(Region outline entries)
● ● ● ● ● ● ●

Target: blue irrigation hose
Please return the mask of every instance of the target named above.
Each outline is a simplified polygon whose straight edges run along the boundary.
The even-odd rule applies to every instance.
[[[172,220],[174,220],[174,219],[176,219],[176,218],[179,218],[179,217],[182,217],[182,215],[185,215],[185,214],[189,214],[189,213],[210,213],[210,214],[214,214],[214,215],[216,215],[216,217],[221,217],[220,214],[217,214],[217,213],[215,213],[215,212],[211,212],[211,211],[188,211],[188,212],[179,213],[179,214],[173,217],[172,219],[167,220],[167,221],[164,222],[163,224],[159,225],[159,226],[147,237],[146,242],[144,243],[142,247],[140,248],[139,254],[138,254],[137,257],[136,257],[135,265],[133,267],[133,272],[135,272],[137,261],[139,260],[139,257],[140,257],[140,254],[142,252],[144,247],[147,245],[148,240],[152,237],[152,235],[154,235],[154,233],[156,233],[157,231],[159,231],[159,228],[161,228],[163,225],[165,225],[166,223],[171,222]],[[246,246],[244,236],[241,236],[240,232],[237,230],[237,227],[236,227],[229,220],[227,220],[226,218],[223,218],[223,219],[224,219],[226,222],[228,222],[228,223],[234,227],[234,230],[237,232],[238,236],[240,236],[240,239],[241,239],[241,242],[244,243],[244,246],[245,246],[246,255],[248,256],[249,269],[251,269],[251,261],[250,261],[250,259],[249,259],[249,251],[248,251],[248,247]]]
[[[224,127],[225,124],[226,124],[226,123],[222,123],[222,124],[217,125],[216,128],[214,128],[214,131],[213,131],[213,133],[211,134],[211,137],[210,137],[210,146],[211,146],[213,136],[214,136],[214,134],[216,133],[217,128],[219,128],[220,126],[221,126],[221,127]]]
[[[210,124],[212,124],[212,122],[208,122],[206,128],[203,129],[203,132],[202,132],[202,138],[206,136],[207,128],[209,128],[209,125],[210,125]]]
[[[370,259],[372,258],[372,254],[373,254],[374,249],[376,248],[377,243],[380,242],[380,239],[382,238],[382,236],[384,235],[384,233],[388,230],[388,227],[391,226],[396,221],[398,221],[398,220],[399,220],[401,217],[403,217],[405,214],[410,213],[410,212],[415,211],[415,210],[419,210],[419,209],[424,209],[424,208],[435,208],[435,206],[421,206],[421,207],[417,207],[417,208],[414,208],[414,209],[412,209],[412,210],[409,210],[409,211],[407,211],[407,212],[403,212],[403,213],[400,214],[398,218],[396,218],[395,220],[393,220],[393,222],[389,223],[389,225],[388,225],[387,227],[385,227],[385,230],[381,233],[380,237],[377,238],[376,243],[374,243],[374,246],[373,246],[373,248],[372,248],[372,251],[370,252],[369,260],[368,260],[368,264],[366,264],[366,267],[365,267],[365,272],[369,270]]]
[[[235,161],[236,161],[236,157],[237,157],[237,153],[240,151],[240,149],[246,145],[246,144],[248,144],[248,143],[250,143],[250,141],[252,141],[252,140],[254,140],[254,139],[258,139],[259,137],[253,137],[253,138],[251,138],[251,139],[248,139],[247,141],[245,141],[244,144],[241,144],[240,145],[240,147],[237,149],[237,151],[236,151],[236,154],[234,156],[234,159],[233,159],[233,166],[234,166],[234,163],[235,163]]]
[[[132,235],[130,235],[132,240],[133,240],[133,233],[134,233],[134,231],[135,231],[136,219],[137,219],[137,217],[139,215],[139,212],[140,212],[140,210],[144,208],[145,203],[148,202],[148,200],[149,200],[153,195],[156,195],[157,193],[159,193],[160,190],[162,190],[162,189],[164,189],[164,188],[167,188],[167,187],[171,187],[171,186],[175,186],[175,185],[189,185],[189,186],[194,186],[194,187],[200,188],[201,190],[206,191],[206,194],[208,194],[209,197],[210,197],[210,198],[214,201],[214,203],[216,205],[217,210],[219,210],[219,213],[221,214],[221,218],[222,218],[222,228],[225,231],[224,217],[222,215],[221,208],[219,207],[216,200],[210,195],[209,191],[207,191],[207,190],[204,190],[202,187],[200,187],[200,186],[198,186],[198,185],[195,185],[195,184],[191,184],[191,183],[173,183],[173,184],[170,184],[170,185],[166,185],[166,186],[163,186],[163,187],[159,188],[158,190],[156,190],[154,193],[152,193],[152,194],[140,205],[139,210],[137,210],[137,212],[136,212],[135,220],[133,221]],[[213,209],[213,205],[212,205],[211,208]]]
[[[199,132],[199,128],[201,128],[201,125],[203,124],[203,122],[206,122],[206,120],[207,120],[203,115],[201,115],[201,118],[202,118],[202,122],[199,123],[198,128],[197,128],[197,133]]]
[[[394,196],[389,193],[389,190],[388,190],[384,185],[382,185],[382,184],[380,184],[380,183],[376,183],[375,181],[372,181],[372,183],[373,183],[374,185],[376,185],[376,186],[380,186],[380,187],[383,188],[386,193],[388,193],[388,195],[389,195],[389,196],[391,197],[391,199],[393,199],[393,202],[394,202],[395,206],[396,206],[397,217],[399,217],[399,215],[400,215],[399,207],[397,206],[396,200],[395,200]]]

● ● ● ● ● ● ●

* **TASK OBJECTIVE**
Copy out the records from the first line through the line that contains "The even-odd rule applies to every instance.", keeping every character the same.

* **RESULT BELOW**
Target: blue irrigation hose
Please return the mask of every instance of the target named above.
Each outline is a simplified polygon whose straight edges run along the boundary.
The even-odd rule applies to every instance.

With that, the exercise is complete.